WHAT NEEDS TO BE DONE:
There is a line below that contains "Guideline — for every instance of the rock, put". Please reproduce it and all following lines exactly, through the final one.

Stored items:
* * * * * * *
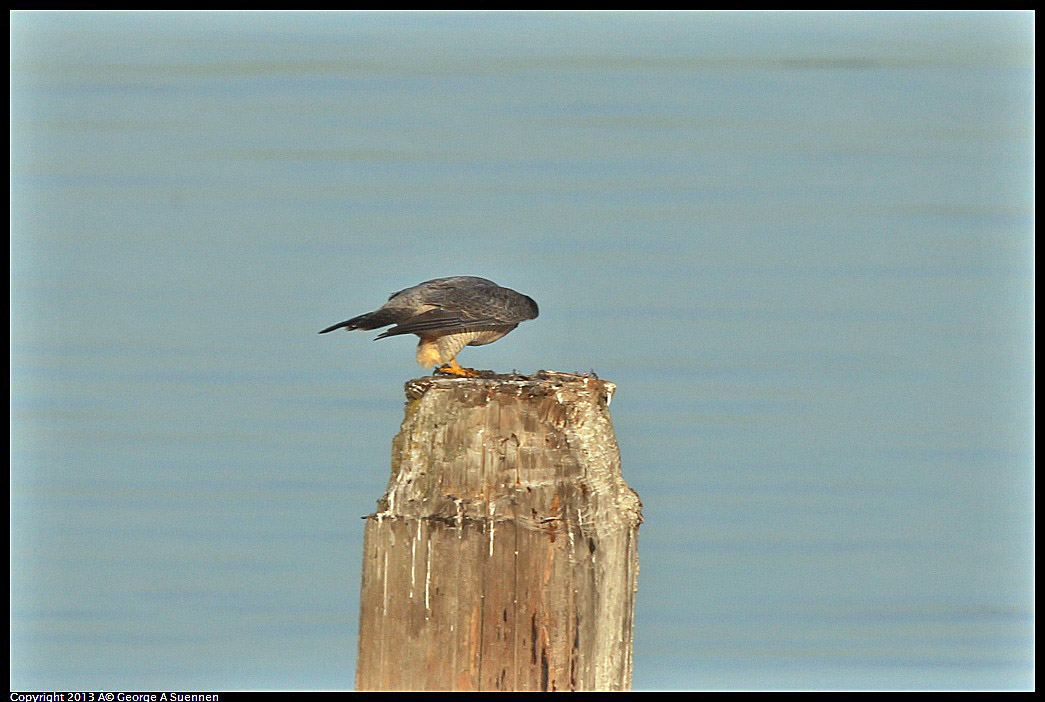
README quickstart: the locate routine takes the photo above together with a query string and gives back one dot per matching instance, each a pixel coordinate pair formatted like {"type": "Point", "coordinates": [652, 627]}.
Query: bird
{"type": "Point", "coordinates": [447, 314]}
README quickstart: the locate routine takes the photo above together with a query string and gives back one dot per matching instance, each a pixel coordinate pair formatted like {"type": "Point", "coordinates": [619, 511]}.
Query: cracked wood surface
{"type": "Point", "coordinates": [503, 555]}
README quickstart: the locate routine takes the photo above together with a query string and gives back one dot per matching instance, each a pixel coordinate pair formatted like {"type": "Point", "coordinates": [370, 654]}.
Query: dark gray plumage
{"type": "Point", "coordinates": [447, 314]}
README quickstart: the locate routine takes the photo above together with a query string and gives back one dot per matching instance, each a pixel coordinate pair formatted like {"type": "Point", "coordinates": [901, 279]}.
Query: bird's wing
{"type": "Point", "coordinates": [440, 322]}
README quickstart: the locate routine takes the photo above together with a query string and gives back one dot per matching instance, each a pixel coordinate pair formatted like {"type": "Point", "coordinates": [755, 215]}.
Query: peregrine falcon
{"type": "Point", "coordinates": [447, 314]}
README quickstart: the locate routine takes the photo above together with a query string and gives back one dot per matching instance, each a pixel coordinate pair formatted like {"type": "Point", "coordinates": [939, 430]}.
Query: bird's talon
{"type": "Point", "coordinates": [454, 368]}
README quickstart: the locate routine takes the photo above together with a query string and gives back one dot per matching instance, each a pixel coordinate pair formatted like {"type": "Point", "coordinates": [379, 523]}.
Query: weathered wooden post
{"type": "Point", "coordinates": [503, 556]}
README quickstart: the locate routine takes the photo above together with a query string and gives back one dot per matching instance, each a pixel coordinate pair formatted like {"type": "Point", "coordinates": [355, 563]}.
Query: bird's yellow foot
{"type": "Point", "coordinates": [454, 369]}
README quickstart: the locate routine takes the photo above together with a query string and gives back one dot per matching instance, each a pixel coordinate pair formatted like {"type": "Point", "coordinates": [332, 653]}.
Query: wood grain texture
{"type": "Point", "coordinates": [503, 556]}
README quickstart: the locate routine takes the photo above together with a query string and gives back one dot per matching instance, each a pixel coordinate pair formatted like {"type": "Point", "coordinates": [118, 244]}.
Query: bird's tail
{"type": "Point", "coordinates": [368, 321]}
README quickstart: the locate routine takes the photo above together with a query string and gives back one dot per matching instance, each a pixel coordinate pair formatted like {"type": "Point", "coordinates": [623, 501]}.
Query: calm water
{"type": "Point", "coordinates": [799, 243]}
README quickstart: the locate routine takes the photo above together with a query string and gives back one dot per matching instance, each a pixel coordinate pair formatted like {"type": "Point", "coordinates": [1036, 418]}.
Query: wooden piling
{"type": "Point", "coordinates": [503, 556]}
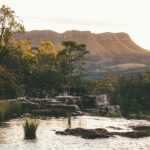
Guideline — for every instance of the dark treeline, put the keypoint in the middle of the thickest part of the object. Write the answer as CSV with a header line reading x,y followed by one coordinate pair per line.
x,y
45,71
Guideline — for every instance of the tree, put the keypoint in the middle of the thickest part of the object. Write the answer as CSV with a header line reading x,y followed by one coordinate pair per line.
x,y
9,24
71,59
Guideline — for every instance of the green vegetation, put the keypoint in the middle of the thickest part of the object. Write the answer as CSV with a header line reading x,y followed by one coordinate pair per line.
x,y
45,71
30,128
9,110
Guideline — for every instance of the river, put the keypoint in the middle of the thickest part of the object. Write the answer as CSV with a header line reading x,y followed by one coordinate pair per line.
x,y
12,135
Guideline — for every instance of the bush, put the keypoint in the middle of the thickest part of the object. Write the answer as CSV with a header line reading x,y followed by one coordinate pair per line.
x,y
30,128
9,110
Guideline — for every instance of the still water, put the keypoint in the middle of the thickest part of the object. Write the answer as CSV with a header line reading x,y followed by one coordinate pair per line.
x,y
12,135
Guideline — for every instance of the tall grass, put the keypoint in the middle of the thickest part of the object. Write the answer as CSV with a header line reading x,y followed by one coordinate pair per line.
x,y
68,120
30,128
9,110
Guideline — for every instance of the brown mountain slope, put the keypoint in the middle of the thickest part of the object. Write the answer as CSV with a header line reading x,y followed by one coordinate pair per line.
x,y
109,52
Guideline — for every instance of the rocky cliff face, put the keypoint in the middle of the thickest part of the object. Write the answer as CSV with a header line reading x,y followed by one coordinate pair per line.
x,y
109,52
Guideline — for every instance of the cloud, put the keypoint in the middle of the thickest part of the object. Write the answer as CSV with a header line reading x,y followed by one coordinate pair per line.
x,y
76,21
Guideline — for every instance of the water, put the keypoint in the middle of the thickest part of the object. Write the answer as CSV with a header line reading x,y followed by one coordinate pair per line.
x,y
12,136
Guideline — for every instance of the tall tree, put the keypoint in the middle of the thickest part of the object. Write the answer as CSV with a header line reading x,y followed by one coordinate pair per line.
x,y
9,24
71,59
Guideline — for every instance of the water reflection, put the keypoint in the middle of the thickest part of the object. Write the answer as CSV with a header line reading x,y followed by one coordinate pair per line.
x,y
12,135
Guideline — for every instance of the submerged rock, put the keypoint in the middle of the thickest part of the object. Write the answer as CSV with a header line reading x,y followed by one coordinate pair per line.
x,y
132,134
86,133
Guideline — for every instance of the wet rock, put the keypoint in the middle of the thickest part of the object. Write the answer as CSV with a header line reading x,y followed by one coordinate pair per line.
x,y
86,133
132,134
80,113
69,100
141,128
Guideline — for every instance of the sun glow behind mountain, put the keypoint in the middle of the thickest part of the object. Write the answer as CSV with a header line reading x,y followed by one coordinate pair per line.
x,y
94,15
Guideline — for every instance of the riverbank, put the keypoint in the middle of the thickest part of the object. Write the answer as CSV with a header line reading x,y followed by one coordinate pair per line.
x,y
12,135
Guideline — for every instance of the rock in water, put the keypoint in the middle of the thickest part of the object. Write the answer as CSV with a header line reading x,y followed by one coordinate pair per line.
x,y
86,133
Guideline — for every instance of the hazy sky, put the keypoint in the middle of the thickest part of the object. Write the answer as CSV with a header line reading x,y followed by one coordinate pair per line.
x,y
131,16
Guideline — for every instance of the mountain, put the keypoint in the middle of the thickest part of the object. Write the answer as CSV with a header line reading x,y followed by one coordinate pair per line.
x,y
108,52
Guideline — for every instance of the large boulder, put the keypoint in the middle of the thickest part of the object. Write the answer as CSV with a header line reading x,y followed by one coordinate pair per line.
x,y
69,100
86,133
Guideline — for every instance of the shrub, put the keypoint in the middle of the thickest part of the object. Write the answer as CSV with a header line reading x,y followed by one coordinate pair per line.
x,y
9,110
30,128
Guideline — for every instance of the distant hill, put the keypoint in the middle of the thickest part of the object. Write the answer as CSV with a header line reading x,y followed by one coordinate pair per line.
x,y
109,52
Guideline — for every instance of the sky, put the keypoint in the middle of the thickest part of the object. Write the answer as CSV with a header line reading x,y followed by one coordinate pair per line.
x,y
97,16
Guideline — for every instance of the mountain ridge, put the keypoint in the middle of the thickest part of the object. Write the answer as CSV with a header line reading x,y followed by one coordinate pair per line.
x,y
105,49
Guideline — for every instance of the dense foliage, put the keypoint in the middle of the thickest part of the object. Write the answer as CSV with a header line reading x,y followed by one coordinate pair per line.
x,y
43,71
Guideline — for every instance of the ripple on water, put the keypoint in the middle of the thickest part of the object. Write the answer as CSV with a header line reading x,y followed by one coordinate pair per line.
x,y
12,136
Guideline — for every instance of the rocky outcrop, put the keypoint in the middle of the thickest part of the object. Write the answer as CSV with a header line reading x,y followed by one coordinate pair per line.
x,y
86,133
101,133
69,100
100,104
132,134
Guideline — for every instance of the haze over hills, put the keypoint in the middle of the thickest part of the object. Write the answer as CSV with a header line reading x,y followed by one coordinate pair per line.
x,y
108,52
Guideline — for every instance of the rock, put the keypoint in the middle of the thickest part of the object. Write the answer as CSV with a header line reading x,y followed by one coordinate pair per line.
x,y
80,113
69,100
132,134
141,128
86,133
* * * * * * *
RESULT OF THE EXERCISE:
Guideline — for every instance of the rock, put the keypoint in the middle of the thickest part of the object. Write the answer as CSV with a header line reading x,y followed by one coordinate pair per line.
x,y
80,113
69,100
132,134
141,128
86,133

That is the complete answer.